**EXERCISE PASSAGE:**
The Rochester Public School Board threw shade on their own COVID-19 Advisory Team during the Jan. 5 meeting. Many rhetorical questions served only to reinforce the board’s biases. Melissa Amundsen used the opportunity to educate herself on the particulars of COVID-19, including variant strains and long-haulers. Julie Workman reassured herself that the county’s low death rate could be attributed to RPS’s learning model. Give credit to Superintendent Michael Muñoz for recognizing that the proposal laid out by the Advisory Team was “conservative” and announcing that he was prepared to have Pre-K-2 students back fully in-person as soon as Jan. 19.
More importantly, why was the Board adjudicating the expert recommendations of public health professionals like Drs. Anthony Fauci and Michael Osterholm in the first place? Surely, their Advisory Team had already considered the public health concerns. The board’s purview should be limited to ensuring that community resources are best allocated to educate children in the classroom, while minimizing risk to students and staff. Conspicuously absent was the presentation of any teacher feedback or data on how students have fared over the past 10 months.
Ultimately, the board determined that in-person learning for elementary students in Rochester posed an unacceptable risk to our community. They have no qualifications to make such an assertion as evidenced by their cognitive dissonance, which allowed them to subsequently permit high school students to return to sports. No, parents cannot “hold on just a little bit longer” with distance learning. Our children deserve better representation.

**LIST OF TASKS:**
1 – According to the passage on the Rochester school board, by what date was Superintendent Michael Muñoz prepared to have Pre-K-2 students back fully in-person?
2 – Retype the portion of the passage on the Rochester school board between "More importantly, why" and "past 10 months.", inclusive.
The data that follow come from a separate source.

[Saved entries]
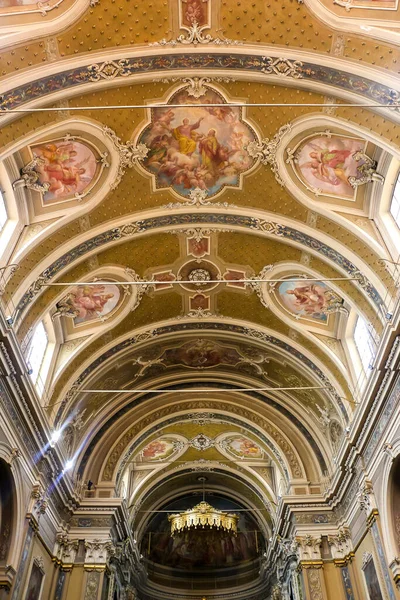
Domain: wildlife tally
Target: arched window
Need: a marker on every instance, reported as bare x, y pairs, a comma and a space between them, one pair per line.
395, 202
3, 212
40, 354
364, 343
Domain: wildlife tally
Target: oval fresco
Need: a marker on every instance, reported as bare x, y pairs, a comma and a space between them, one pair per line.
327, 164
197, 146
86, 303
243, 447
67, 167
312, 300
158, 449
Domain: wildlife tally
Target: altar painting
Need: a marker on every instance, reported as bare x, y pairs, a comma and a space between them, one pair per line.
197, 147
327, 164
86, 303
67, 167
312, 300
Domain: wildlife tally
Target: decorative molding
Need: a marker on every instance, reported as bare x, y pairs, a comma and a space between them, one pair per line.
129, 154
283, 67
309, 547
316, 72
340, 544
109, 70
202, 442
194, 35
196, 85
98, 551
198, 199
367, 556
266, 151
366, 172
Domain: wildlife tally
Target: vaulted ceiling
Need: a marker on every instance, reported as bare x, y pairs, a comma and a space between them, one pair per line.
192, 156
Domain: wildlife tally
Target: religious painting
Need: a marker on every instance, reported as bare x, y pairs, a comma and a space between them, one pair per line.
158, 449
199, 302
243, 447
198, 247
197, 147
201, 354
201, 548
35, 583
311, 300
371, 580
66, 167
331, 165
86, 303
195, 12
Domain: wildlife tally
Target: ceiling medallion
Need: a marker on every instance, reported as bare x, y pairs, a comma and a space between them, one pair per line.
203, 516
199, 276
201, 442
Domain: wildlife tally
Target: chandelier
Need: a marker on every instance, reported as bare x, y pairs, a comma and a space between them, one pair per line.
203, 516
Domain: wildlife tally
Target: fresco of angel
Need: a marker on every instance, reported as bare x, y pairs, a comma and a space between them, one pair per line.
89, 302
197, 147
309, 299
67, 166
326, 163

**RESULTS IN ORDER:**
1 – As soon as Jan. 19.

2 –
More importantly, why was the Board adjudicating the expert recommendations of public health professionals like Drs. Anthony Fauci and Michael Osterholm in the first place? Surely, their Advisory Team had already considered the public health concerns. The board’s purview should be limited to ensuring that community resources are best allocated to educate children in the classroom, while minimizing risk to students and staff. Conspicuously absent was the presentation of any teacher feedback or data on how students have fared over the past 10 months.